§ **CONSEGNA ESERCIZIO**
Trascrivi per intero, senza alcuna modifica, il brano sul carbonio rilasciato dal permafrost artico.

§ **BRANO DA LEGGERE**
☆ ☆ ☆ ☆ ☆
La ricerca è stata condotta da Carlo Koven del Dipartimento dell'Energia degli Stati Uniti del Lawrence Berkeley National Laboratory (Berkeley Lab) in collaborazione con ricercatori provenienti da Francia, Canada e Regno Unito. La modellizzazione è stata condotta in una struttura di supercalcolo gestito dall'unità di Energie Alternative della Francia e della Commissione per l'energia atomica.
Confrontando i risultati con quelli ottenuti dall'Ipcc si evince inoltre che nei prossimi decenni ci sarà un aumento della vegetazione alle elevate latitudini, che in parte andrà ad assorbire la CO2 emessa in atmosfera. Tuttavia il nuovo modello di calcolo, che include processi prima non contemplati nello scioglimento dei ghiacci, ha evidenziato che questo assorbimento sarà sovrastato dal rilascio effettuato dal permafrost in scioglimento.
Secondo Koven includere i processi di permafrost si rivela essere molto importante. I modelli precedenti tendevano a sottovalutare drasticamente la quantità di carbonio nel suolo alle alte latitudini, perché privi dei processi di accumulo del carbonio nel suolo.
Koven e colleghi hanno cercato di stimare la quantità di anidride carbonica e metano (che contiene carbonio) che potrebbe essere liberata dall'Artico a causa del cambiamento climatico. Si stima che circa 2.167 petagrami (10^15 grammi) di carbonio intrappolate nel suolo alle elevata latitudini possano essere rilasciate in atmosfera nei prossimi decenni.
☆ ☆ ☆ ☆ ☆
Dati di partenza
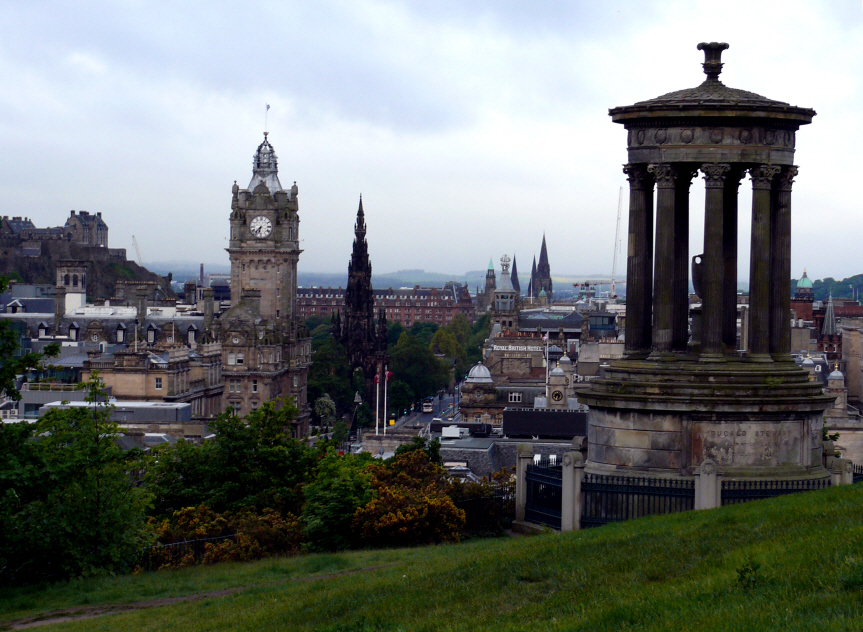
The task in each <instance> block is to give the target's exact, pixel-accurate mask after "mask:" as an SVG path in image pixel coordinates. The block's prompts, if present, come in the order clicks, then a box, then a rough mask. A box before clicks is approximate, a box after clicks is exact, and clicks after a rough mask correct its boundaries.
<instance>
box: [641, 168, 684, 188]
mask: <svg viewBox="0 0 863 632" xmlns="http://www.w3.org/2000/svg"><path fill="white" fill-rule="evenodd" d="M647 171H648V173H650V174H651V175H652V176H653V178H654V180H656V186H658V187H659V188H661V189H671V188H674V185H675V182H676V180H677V167H676V166H675V165H672V164H669V163H660V164H654V165H648V167H647Z"/></svg>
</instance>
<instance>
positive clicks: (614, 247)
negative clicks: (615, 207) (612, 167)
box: [611, 187, 623, 298]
☆ ☆ ☆ ☆ ☆
§ **PROBLEMA RISOLTO**
La ricerca è stata condotta da Carlo Koven del Dipartimento dell'Energia degli Stati Uniti del Lawrence Berkeley National Laboratory (Berkeley Lab) in collaborazione con ricercatori provenienti da Francia, Canada e Regno Unito. La modellizzazione è stata condotta in una struttura di supercalcolo gestito dall'unità di Energie Alternative della Francia e della Commissione per l'energia atomica.
Confrontando i risultati con quelli ottenuti dall'Ipcc si evince inoltre che nei prossimi decenni ci sarà un aumento della vegetazione alle elevate latitudini, che in parte andrà ad assorbire la CO2 emessa in atmosfera. Tuttavia il nuovo modello di calcolo, che include processi prima non contemplati nello scioglimento dei ghiacci, ha evidenziato che questo assorbimento sarà sovrastato dal rilascio effettuato dal permafrost in scioglimento.
Secondo Koven includere i processi di permafrost si rivela essere molto importante. I modelli precedenti tendevano a sottovalutare drasticamente la quantità di carbonio nel suolo alle alte latitudini, perché privi dei processi di accumulo del carbonio nel suolo.
Koven e colleghi hanno cercato di stimare la quantità di anidride carbonica e metano (che contiene carbonio) che potrebbe essere liberata dall'Artico a causa del cambiamento climatico. Si stima che circa 2.167 petagrami (10^15 grammi) di carbonio intrappolate nel suolo alle elevata latitudini possano essere rilasciate in atmosfera nei prossimi decenni.